--- Sezione del documento ---
Una serie di scandali nei Paesi produttori del Nord Europa sta scuotendo l’industria del salmone per le condizioni di allevamento

Una donna a bordo di un kayak si avvicina a delle grandi gabbie in mare, tra le acque ghiacciate di un fiordo nella regione meridionale dei Westfjords, in Islanda. Appena nei pressi dell’allevamento, lancia un piccolo drone e registra delle immagini destinate a far tremare l’intera industria del salmone: migliaia di salmoni nuotano debolmente, molti sono in fin di vita, alcuni galleggiano già morti sul pelo dell’acqua, letteralmente mangiati vivi dai parassiti attaccati al loro corpo.

Questo è solo il più eclatante dei casi che negli ultimi mesi hanno travolto l’industria del salmone nei Paesi del Nord Europa, in Islanda, ma anche in Scozia e soprattutto in Norvegia, il principale produttore al mondo, dove questo sistema di allevamento è nato circa 40 anni fa.

“Di recente in Norvegia abbiamo visto filmati e foto che mostravano tutti questi pesci morti,” ci racconta Simen Saetre, giornalista di inchiesta norvegese e co-autore del libro “The New Fish” dedicato all’industria del salmone. “Alcune aziende hanno sbarcato pesci morti o in fin di vita, per venderli ai consumatori. Ne è nato un grande dibattito.”

Anche in Islanda, frontiera di espansione per gli allevamenti di salmone, quasi sempre di proprietà delle stesse aziende norvegesi, dopo il susseguirsi di scandali l’opinione pubblica è sugli scudi. “In Islanda c’è un forte movimento ambientalista che sta chiedendo il divieto degli allevamenti in mare,” ci dice Harald Berglihn, giornalista del The Norwegian Business Daily.
--- Elenco dei dati ---
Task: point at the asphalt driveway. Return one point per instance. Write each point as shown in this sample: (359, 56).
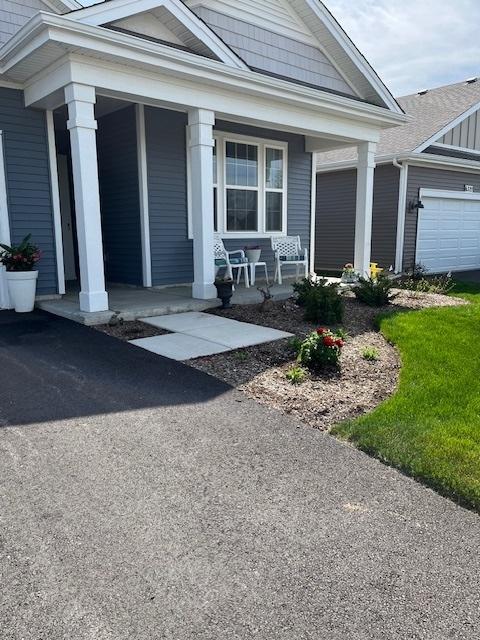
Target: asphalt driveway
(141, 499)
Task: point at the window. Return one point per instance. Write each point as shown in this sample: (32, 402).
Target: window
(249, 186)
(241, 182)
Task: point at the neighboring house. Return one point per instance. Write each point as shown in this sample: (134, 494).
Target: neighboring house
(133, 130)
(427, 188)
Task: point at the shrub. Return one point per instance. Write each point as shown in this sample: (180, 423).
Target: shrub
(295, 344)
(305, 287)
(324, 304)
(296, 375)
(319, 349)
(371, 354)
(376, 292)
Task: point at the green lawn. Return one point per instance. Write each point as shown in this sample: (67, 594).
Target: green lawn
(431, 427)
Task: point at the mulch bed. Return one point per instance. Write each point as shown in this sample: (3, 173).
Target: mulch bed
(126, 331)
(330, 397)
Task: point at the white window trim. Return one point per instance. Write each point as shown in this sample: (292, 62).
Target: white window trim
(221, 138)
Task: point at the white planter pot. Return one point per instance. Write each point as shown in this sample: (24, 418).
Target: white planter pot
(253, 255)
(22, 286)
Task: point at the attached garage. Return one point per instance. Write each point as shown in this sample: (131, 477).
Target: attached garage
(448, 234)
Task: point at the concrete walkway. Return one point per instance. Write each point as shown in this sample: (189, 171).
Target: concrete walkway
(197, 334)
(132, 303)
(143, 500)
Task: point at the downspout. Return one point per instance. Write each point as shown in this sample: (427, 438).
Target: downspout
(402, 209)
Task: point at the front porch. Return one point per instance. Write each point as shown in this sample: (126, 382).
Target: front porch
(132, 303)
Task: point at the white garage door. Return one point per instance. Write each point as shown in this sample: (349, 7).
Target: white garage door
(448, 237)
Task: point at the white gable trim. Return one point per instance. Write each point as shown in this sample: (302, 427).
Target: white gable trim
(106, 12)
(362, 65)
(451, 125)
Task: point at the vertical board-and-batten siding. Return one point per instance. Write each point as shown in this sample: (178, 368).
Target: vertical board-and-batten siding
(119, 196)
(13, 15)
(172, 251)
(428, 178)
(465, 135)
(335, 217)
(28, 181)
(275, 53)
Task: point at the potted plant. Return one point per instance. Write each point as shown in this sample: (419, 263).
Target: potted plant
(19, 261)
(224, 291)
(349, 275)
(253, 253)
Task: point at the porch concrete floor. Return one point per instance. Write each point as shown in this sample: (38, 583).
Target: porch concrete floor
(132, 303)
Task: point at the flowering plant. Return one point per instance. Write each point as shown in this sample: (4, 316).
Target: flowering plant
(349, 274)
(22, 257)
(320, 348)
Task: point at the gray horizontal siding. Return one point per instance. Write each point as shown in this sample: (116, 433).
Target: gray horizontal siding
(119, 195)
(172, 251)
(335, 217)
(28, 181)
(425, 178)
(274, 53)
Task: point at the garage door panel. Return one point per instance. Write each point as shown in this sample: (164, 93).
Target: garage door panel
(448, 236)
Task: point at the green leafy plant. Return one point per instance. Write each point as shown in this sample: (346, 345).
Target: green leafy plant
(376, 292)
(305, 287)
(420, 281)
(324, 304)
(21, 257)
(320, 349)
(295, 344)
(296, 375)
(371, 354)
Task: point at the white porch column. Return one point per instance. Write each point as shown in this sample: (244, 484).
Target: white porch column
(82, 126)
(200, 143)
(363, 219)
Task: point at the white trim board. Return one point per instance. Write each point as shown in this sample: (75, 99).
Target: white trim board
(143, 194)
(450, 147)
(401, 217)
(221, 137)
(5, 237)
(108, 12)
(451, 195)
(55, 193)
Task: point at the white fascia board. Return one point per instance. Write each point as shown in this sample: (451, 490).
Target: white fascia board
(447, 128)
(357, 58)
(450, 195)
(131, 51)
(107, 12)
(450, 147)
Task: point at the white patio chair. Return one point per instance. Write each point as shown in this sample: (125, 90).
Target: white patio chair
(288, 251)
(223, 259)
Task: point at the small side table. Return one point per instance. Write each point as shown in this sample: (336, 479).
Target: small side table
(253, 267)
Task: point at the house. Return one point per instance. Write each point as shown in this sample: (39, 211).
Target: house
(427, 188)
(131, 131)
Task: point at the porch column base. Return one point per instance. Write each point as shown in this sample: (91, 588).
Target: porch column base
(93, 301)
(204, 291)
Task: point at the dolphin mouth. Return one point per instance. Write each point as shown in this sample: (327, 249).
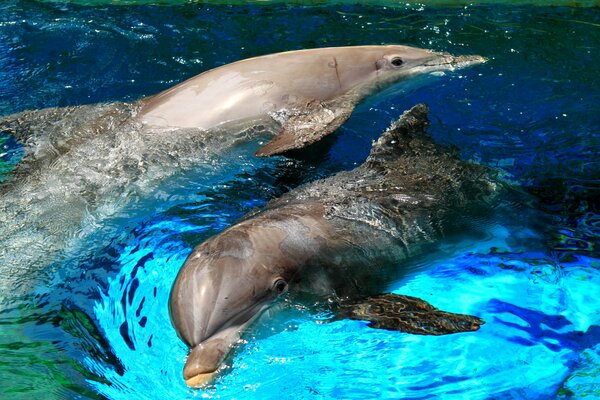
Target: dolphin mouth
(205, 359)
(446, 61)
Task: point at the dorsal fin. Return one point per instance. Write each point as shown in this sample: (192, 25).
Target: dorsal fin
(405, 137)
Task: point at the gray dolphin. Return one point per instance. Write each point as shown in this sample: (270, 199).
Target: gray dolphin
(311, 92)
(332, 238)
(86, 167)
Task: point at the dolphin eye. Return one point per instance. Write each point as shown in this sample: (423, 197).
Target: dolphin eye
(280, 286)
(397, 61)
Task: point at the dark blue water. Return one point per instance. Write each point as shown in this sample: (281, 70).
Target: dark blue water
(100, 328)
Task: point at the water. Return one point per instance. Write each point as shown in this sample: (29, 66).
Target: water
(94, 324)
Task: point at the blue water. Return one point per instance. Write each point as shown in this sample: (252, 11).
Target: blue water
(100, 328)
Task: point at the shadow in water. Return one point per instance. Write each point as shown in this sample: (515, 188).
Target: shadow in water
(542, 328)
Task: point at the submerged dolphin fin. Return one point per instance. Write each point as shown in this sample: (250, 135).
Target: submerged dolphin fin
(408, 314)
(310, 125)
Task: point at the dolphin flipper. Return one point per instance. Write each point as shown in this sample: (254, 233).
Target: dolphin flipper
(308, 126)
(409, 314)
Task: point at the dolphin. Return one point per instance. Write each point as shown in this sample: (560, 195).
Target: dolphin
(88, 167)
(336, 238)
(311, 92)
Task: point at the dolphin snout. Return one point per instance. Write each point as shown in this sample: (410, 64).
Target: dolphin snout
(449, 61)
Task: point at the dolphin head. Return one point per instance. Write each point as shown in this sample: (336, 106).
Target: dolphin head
---
◆ Problema proposto ◆
Riporta parola per parola il passo dell'articolo sugli allevamenti di salmone che comincia con "Una serie di" e finisce con "al loro corpo.".

◆ Risposta all'esercizio ◆
Una serie di scandali nei Paesi produttori del Nord Europa sta scuotendo l’industria del salmone per le condizioni di allevamento

Una donna a bordo di un kayak si avvicina a delle grandi gabbie in mare, tra le acque ghiacciate di un fiordo nella regione meridionale dei Westfjords, in Islanda. Appena nei pressi dell’allevamento, lancia un piccolo drone e registra delle immagini destinate a far tremare l’intera industria del salmone: migliaia di salmoni nuotano debolmente, molti sono in fin di vita, alcuni galleggiano già morti sul pelo dell’acqua, letteralmente mangiati vivi dai parassiti attaccati al loro corpo.